━━ DATA SHOWN

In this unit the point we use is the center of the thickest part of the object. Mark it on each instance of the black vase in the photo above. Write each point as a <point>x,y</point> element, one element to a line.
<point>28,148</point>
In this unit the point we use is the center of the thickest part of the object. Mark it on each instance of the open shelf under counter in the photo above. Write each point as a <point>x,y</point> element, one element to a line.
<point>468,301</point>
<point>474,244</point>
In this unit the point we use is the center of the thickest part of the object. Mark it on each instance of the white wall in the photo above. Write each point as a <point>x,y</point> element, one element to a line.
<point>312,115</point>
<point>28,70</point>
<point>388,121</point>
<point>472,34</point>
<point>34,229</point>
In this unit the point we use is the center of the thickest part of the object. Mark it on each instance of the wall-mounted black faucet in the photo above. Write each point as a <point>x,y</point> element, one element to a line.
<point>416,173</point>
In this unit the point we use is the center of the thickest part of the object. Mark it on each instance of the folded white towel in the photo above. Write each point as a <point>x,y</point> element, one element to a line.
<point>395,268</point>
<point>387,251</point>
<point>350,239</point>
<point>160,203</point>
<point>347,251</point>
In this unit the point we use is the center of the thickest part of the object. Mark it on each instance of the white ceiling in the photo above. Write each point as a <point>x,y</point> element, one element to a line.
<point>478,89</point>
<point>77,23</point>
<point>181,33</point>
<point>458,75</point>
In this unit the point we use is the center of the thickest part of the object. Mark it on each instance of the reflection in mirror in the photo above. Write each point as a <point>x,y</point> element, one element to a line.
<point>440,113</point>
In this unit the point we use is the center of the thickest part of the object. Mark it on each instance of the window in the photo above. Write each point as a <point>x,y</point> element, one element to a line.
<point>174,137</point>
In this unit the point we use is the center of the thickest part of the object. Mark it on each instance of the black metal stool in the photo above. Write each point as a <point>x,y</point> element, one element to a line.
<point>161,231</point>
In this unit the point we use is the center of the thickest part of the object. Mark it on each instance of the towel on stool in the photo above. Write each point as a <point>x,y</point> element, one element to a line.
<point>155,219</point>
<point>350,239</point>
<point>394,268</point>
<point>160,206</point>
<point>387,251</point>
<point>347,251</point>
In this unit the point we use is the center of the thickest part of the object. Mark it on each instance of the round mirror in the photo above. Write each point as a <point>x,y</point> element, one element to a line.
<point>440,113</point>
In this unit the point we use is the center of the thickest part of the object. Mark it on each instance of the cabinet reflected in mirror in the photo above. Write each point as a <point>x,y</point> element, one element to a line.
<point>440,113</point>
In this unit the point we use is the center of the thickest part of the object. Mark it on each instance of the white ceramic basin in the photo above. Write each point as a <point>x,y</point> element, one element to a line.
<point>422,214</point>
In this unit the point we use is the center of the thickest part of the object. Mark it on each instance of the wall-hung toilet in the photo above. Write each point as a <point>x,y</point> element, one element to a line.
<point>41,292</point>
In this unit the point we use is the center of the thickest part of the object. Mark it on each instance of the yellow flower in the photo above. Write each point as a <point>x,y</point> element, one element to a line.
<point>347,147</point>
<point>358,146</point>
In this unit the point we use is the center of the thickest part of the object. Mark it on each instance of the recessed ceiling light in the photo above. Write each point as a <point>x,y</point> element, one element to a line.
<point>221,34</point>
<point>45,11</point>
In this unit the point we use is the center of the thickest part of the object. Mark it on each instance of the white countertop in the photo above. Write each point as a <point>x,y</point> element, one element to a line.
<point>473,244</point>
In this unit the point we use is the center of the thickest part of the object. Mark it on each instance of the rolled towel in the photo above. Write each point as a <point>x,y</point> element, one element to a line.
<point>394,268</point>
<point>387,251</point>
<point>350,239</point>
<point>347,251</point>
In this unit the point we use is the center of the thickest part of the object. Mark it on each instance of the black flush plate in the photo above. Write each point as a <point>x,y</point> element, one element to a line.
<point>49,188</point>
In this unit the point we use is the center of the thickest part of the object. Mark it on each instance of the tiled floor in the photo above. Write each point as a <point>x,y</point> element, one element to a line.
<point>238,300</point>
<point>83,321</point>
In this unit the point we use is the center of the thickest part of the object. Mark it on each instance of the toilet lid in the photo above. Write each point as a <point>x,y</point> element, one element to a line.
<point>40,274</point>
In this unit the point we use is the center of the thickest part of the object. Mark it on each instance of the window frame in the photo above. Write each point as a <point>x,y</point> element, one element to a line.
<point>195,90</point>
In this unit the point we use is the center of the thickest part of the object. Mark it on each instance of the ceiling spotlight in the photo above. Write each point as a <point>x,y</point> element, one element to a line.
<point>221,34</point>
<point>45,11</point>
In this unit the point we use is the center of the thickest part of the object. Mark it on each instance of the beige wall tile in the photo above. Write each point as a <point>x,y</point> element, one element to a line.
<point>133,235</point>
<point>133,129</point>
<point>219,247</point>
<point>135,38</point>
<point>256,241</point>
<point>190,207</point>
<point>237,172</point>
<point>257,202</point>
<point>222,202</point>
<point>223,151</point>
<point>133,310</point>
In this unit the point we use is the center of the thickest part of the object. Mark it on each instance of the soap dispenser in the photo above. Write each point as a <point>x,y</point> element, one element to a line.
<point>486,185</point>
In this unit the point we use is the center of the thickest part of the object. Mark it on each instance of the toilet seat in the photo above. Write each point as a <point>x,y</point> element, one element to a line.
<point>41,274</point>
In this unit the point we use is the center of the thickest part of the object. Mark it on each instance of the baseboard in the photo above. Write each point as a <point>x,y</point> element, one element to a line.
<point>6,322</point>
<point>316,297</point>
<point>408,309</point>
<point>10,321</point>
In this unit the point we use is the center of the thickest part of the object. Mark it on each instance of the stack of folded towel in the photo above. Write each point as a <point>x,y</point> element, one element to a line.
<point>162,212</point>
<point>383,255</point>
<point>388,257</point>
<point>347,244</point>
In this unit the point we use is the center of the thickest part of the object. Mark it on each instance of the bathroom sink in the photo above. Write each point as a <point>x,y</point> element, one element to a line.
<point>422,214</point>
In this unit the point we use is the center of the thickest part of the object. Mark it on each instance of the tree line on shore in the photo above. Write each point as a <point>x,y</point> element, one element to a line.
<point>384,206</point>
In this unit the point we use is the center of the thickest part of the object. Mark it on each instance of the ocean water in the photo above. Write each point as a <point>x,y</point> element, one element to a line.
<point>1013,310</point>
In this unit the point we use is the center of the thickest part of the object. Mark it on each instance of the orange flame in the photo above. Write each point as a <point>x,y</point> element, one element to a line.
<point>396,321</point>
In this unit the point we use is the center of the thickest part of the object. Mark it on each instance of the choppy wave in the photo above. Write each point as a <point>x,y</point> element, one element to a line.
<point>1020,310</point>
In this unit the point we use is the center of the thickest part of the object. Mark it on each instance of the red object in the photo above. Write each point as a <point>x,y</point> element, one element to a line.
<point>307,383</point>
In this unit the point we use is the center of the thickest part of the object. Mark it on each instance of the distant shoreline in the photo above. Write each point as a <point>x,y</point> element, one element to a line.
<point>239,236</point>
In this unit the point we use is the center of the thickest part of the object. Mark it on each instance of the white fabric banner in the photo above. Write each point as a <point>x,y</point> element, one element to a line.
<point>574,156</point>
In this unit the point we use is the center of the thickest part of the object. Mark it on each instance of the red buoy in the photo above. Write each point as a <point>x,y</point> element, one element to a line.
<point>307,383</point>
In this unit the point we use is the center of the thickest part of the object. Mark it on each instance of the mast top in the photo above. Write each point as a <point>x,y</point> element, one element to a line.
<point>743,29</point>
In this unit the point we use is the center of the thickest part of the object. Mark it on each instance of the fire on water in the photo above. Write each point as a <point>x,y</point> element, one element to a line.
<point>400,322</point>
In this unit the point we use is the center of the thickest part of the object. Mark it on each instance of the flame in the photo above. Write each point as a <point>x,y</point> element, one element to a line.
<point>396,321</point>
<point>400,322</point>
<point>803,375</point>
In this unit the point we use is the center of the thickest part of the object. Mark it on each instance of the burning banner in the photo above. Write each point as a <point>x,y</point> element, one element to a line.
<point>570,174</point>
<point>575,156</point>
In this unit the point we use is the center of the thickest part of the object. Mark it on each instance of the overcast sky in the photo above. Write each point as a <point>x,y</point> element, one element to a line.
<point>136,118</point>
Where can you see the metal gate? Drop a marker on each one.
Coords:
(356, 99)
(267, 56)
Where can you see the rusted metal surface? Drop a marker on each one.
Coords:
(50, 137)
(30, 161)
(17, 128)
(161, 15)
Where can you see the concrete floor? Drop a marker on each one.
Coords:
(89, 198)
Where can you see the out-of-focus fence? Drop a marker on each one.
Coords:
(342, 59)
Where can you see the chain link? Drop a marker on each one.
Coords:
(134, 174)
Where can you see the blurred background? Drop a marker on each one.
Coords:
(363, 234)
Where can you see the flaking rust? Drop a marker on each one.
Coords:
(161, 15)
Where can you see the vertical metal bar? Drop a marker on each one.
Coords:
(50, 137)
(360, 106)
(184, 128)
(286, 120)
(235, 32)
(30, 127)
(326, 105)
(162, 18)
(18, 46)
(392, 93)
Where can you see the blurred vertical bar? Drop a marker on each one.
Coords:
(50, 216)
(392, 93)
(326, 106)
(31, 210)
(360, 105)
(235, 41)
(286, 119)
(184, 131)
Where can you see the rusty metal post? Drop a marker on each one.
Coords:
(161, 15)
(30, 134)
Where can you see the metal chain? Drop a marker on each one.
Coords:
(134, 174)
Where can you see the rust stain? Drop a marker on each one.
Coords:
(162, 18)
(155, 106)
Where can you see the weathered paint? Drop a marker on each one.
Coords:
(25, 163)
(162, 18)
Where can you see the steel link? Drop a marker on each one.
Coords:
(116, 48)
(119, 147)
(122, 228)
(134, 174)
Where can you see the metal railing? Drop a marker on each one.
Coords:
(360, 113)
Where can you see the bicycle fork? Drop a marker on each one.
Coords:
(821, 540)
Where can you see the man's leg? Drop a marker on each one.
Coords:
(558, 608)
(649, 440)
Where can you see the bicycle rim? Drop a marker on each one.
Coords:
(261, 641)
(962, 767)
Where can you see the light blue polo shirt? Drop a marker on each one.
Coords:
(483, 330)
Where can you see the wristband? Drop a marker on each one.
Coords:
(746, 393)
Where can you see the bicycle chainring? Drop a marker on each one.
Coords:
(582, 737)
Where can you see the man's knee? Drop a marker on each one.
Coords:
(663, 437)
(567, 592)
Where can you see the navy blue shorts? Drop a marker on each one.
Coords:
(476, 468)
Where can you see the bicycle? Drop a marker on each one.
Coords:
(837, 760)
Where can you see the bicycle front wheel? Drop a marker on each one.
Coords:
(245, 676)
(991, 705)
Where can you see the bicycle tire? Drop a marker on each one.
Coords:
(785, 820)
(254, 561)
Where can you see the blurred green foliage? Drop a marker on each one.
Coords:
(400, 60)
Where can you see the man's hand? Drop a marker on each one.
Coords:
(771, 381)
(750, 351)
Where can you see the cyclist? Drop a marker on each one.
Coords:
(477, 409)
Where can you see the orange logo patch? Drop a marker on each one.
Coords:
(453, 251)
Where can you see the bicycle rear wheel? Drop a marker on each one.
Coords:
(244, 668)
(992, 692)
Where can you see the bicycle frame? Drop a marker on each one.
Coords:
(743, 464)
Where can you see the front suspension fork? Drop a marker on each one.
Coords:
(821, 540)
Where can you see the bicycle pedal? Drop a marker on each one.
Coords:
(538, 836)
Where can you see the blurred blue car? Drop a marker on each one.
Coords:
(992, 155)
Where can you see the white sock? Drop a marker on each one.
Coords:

━━━━

Using the records, find how many lines include the string "link" and report that number alone.

## WORKED SOLUTION
2